(Task brief) Copy out every line below that contains the word "collapsed".

--- begin Records shown ---

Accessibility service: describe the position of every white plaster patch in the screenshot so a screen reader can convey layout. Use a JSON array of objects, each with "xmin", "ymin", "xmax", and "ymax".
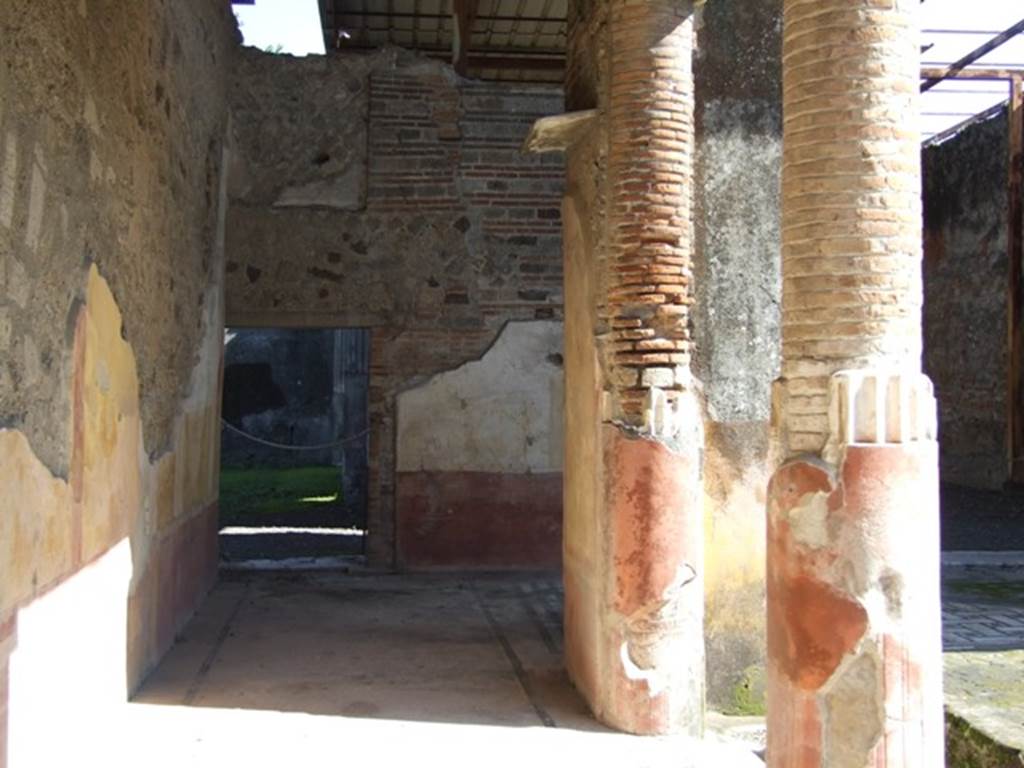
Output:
[
  {"xmin": 25, "ymin": 158, "xmax": 46, "ymax": 250},
  {"xmin": 4, "ymin": 257, "xmax": 32, "ymax": 309},
  {"xmin": 0, "ymin": 131, "xmax": 17, "ymax": 227},
  {"xmin": 397, "ymin": 321, "xmax": 563, "ymax": 473}
]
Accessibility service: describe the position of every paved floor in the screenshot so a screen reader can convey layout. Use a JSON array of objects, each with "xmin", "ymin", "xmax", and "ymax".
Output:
[
  {"xmin": 939, "ymin": 484, "xmax": 1024, "ymax": 552},
  {"xmin": 942, "ymin": 557, "xmax": 1024, "ymax": 751},
  {"xmin": 131, "ymin": 571, "xmax": 763, "ymax": 768}
]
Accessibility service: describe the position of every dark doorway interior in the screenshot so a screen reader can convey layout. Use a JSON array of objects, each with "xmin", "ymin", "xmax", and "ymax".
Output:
[{"xmin": 220, "ymin": 329, "xmax": 370, "ymax": 564}]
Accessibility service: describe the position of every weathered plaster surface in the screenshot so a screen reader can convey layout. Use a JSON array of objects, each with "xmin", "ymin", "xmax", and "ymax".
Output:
[
  {"xmin": 0, "ymin": 0, "xmax": 236, "ymax": 766},
  {"xmin": 396, "ymin": 321, "xmax": 563, "ymax": 567},
  {"xmin": 0, "ymin": 266, "xmax": 222, "ymax": 765},
  {"xmin": 922, "ymin": 112, "xmax": 1009, "ymax": 488},
  {"xmin": 225, "ymin": 48, "xmax": 563, "ymax": 565},
  {"xmin": 767, "ymin": 372, "xmax": 942, "ymax": 768},
  {"xmin": 396, "ymin": 321, "xmax": 562, "ymax": 473}
]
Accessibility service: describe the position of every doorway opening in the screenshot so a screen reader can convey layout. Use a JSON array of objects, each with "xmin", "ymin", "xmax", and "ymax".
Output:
[{"xmin": 219, "ymin": 328, "xmax": 370, "ymax": 567}]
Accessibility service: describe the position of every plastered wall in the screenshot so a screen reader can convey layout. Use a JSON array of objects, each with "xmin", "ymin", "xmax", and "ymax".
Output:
[
  {"xmin": 396, "ymin": 321, "xmax": 563, "ymax": 568},
  {"xmin": 0, "ymin": 0, "xmax": 236, "ymax": 766},
  {"xmin": 563, "ymin": 0, "xmax": 781, "ymax": 714},
  {"xmin": 922, "ymin": 112, "xmax": 1009, "ymax": 488},
  {"xmin": 226, "ymin": 48, "xmax": 563, "ymax": 565}
]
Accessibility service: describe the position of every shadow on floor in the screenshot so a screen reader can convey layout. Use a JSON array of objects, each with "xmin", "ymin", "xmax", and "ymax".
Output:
[{"xmin": 135, "ymin": 571, "xmax": 607, "ymax": 731}]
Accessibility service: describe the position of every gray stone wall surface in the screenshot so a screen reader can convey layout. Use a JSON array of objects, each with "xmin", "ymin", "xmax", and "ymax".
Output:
[
  {"xmin": 693, "ymin": 0, "xmax": 782, "ymax": 714},
  {"xmin": 923, "ymin": 112, "xmax": 1009, "ymax": 487}
]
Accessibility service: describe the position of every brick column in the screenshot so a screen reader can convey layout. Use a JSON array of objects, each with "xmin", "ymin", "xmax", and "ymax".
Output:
[
  {"xmin": 767, "ymin": 0, "xmax": 943, "ymax": 768},
  {"xmin": 567, "ymin": 0, "xmax": 705, "ymax": 734}
]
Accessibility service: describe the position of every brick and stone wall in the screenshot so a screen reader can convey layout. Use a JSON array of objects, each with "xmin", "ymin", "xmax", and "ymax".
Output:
[
  {"xmin": 693, "ymin": 0, "xmax": 782, "ymax": 713},
  {"xmin": 0, "ymin": 0, "xmax": 237, "ymax": 765},
  {"xmin": 226, "ymin": 49, "xmax": 563, "ymax": 564},
  {"xmin": 923, "ymin": 112, "xmax": 1009, "ymax": 488}
]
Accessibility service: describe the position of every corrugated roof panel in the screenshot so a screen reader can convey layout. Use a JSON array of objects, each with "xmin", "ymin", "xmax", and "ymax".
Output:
[{"xmin": 921, "ymin": 0, "xmax": 1024, "ymax": 140}]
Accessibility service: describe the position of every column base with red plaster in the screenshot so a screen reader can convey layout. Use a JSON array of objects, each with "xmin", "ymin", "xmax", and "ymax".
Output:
[{"xmin": 767, "ymin": 371, "xmax": 943, "ymax": 768}]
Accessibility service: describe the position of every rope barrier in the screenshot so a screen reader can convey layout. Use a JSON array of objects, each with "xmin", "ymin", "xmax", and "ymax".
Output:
[{"xmin": 220, "ymin": 419, "xmax": 370, "ymax": 451}]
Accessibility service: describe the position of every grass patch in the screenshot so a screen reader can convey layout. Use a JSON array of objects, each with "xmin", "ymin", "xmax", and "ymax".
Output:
[{"xmin": 220, "ymin": 467, "xmax": 343, "ymax": 525}]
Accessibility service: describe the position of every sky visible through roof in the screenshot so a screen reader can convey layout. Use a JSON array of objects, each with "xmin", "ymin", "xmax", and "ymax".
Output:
[{"xmin": 233, "ymin": 0, "xmax": 1024, "ymax": 140}]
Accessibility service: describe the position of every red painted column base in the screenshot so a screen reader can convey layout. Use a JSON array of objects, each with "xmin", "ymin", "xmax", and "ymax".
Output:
[{"xmin": 767, "ymin": 440, "xmax": 943, "ymax": 768}]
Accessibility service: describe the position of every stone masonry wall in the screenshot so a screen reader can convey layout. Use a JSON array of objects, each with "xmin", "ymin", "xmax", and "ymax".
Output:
[
  {"xmin": 564, "ymin": 0, "xmax": 781, "ymax": 713},
  {"xmin": 923, "ymin": 112, "xmax": 1009, "ymax": 488},
  {"xmin": 226, "ymin": 49, "xmax": 563, "ymax": 564},
  {"xmin": 0, "ymin": 0, "xmax": 237, "ymax": 766}
]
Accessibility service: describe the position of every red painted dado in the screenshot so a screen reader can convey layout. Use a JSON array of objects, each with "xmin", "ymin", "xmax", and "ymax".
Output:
[
  {"xmin": 129, "ymin": 503, "xmax": 218, "ymax": 684},
  {"xmin": 396, "ymin": 471, "xmax": 562, "ymax": 568}
]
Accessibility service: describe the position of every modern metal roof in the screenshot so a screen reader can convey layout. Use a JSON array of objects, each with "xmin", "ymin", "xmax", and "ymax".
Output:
[
  {"xmin": 921, "ymin": 0, "xmax": 1024, "ymax": 141},
  {"xmin": 319, "ymin": 0, "xmax": 568, "ymax": 83},
  {"xmin": 317, "ymin": 0, "xmax": 1024, "ymax": 141}
]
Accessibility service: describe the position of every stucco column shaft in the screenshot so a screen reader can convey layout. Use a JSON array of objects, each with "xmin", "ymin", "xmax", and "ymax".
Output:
[
  {"xmin": 767, "ymin": 0, "xmax": 943, "ymax": 768},
  {"xmin": 594, "ymin": 0, "xmax": 705, "ymax": 733}
]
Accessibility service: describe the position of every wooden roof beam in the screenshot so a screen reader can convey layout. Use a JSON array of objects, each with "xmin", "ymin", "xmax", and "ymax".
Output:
[{"xmin": 452, "ymin": 0, "xmax": 478, "ymax": 77}]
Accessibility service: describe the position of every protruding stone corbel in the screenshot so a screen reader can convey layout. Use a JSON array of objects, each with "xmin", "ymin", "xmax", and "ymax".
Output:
[{"xmin": 521, "ymin": 110, "xmax": 598, "ymax": 155}]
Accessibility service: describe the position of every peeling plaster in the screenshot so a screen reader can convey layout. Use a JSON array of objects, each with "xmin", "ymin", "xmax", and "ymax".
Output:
[{"xmin": 618, "ymin": 563, "xmax": 697, "ymax": 696}]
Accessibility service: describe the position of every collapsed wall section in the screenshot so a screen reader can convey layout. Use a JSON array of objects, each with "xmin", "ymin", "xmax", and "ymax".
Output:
[
  {"xmin": 226, "ymin": 48, "xmax": 563, "ymax": 565},
  {"xmin": 922, "ymin": 111, "xmax": 1010, "ymax": 488}
]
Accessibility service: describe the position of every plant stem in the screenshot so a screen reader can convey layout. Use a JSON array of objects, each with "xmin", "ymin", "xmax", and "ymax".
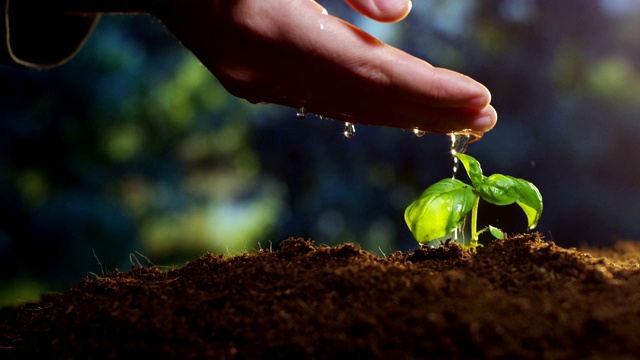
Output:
[{"xmin": 469, "ymin": 195, "xmax": 480, "ymax": 249}]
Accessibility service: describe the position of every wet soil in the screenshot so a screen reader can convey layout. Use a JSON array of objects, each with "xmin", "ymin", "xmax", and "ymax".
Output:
[{"xmin": 0, "ymin": 233, "xmax": 640, "ymax": 359}]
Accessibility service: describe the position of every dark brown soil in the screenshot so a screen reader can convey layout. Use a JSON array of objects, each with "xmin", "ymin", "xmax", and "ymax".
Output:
[{"xmin": 0, "ymin": 234, "xmax": 640, "ymax": 359}]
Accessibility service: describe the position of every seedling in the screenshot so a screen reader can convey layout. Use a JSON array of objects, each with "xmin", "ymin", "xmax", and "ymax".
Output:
[{"xmin": 404, "ymin": 153, "xmax": 542, "ymax": 250}]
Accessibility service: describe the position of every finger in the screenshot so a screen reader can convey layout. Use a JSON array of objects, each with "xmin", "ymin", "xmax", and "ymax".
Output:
[
  {"xmin": 266, "ymin": 3, "xmax": 497, "ymax": 132},
  {"xmin": 345, "ymin": 0, "xmax": 411, "ymax": 22}
]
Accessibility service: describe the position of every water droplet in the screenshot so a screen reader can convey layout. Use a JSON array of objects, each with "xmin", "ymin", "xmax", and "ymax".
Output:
[
  {"xmin": 343, "ymin": 122, "xmax": 356, "ymax": 139},
  {"xmin": 296, "ymin": 106, "xmax": 307, "ymax": 120},
  {"xmin": 450, "ymin": 132, "xmax": 477, "ymax": 179}
]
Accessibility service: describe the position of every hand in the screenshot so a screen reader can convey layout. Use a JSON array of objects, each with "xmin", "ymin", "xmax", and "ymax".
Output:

--- end Records shown ---

(Expected output)
Accessibility service: describe the position of every collapsed wall section in the screenshot so a screen reader can convey layout. Use a JSON array of objects, each with "xmin", "ymin", "xmax", and "ymax".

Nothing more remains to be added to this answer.